A brief essay on science journalism
By Joel N. Shurkin
Once there was a medical journalist named David Cleary, who worked for many years at the late and lamented Philadelphia Bulletin. Cleary was my competition but I rarely broke out in a sweat.
Cleary went through life sort of backwards and his life was instructive in many ways. He was, for instance, a pleasant drunk, cheerful, friendly and helpful. It was only when he was sober—fortunately, not often—that he was a mean, disrespectful bastard. But in one incident, he was enshrined in my memory forever. In those days, the cancer and heart societies held meetings for medical writers to announce their latest breakthroughs and advances in cures and treatments. By no coincidence, the meetings (held every year in posh resorts) coincided with their fund raising efforts. One day, at a press conference for the president of the American Cancer Society, Cleary stood up and announced he had a list in his hands of every breakthrough announced at the meeting five years earlier. He read them off and then asked whatever happened to those “breakthroughs?” The answer, of course, was nothing. They led nowhere or maybe moved knowledge perhaps a smidgeon. Science doesn’t work in leaps. Science journalism shouldn’t pretend it does.

════════════════

* _TASKS FOR THIS EXERCISE_
1. List every adjective the essay on science journalism uses to describe David Cleary when he was drunk.
2. Pick up the essay on science journalism after its last sentence and carry it forward.

════════════════

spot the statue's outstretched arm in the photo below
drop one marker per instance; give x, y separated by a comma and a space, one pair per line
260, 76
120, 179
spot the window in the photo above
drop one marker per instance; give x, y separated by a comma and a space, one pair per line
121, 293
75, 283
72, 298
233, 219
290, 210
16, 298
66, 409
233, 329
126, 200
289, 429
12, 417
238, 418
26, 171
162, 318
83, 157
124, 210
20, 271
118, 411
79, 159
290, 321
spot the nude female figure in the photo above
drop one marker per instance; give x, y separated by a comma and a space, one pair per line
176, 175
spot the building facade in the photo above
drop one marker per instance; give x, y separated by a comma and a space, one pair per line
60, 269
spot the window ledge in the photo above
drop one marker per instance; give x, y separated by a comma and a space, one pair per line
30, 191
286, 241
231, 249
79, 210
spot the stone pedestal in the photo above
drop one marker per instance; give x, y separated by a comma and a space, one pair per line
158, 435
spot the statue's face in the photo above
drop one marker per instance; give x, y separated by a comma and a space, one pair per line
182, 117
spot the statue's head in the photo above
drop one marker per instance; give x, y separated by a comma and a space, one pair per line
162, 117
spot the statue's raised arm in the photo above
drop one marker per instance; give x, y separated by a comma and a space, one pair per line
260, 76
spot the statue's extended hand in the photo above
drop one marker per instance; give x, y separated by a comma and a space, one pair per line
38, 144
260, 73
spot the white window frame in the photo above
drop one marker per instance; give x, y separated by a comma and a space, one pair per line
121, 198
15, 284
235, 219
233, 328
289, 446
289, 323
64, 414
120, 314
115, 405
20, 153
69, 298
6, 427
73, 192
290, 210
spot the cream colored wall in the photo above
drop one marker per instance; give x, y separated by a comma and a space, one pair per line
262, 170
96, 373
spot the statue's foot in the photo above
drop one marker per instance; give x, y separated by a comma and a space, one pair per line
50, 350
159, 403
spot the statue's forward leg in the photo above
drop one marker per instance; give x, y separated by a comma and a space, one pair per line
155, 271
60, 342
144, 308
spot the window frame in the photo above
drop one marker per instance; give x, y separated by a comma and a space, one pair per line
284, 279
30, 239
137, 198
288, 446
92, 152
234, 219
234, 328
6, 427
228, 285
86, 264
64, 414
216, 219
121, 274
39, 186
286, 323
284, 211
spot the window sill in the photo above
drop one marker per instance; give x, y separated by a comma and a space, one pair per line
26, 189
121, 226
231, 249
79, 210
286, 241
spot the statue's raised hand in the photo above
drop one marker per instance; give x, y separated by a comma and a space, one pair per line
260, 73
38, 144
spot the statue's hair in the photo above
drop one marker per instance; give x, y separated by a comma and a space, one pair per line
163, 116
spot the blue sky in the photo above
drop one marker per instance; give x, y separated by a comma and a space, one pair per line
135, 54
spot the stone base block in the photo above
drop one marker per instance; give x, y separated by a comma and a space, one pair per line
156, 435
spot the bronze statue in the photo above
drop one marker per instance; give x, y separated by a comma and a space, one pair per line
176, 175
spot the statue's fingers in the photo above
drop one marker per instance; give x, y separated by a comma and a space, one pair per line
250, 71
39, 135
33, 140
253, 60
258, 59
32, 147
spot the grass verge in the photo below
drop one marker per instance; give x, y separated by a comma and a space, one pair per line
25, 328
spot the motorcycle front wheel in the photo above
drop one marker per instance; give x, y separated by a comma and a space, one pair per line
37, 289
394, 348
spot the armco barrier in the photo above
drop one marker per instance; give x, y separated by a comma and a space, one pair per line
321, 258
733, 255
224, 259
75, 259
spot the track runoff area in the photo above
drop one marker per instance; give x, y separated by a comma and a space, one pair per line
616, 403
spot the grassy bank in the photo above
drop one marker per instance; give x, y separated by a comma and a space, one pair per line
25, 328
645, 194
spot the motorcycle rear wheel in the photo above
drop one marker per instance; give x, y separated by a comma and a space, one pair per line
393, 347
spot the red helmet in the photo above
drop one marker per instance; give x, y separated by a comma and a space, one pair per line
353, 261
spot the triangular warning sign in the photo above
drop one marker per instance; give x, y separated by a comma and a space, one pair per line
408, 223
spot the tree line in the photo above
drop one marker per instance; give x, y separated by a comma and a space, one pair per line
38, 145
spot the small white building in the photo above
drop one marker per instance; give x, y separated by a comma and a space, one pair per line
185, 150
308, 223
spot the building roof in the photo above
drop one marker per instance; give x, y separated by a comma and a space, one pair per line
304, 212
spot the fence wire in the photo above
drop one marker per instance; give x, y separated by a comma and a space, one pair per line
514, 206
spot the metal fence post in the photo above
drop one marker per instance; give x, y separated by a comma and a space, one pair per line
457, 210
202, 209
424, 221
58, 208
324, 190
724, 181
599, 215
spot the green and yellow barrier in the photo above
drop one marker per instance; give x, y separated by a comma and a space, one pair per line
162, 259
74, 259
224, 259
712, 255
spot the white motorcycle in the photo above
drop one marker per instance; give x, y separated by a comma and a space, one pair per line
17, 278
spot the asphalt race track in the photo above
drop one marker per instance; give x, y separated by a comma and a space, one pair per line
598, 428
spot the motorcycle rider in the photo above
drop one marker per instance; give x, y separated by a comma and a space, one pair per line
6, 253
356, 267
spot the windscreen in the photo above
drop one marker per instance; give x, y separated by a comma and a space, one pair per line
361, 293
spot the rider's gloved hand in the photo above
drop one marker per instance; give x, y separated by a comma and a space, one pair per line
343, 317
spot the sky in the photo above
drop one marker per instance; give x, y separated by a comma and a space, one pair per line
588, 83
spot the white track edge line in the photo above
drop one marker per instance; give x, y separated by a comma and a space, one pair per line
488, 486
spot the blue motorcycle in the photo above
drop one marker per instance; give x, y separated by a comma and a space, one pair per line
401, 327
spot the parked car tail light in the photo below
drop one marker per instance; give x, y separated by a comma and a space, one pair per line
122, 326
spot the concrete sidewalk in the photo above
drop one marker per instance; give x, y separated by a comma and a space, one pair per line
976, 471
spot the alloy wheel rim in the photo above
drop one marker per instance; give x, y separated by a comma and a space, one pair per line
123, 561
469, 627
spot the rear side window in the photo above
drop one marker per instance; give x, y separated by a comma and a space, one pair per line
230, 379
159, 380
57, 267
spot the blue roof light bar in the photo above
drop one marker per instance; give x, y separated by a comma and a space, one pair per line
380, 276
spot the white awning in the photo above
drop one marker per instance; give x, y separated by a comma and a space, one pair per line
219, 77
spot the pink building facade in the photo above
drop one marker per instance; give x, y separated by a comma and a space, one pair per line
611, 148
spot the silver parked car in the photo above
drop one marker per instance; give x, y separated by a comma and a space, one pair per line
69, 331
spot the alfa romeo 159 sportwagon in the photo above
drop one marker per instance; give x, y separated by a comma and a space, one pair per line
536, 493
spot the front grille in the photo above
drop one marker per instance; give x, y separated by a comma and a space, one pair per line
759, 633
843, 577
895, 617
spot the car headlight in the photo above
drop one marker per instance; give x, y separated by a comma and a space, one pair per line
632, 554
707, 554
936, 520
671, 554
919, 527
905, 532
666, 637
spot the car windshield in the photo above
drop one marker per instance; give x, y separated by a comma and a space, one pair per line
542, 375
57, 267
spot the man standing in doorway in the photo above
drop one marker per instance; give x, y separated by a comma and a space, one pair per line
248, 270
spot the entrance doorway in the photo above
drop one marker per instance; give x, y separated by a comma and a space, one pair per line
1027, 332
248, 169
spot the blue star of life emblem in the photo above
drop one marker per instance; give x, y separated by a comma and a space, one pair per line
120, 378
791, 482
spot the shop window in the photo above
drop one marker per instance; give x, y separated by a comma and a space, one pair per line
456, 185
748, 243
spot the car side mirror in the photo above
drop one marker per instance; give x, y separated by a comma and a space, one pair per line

════════════════

* _ANSWERS GIVEN_
1. pleasant, cheerful, friendly, helpful

2.
But of course, we know journalism does. Want to keep your job? Keep writing those stories about how x cures y in mice, how mixing z with w will produce vast amounts of cheap energy, and why the sky is falling in—or not. But we know better, don’t we?
Cleary’s life was instructive in another way, but I'm not sure what the lesson is. After he lost his job at the Bulletin (before, I think, the paper folded under the massive assault of Gene Roberts and the Inquirer), he wound up driving a cab. He ended up getting murdered by one of his passengers. I presume he was sober.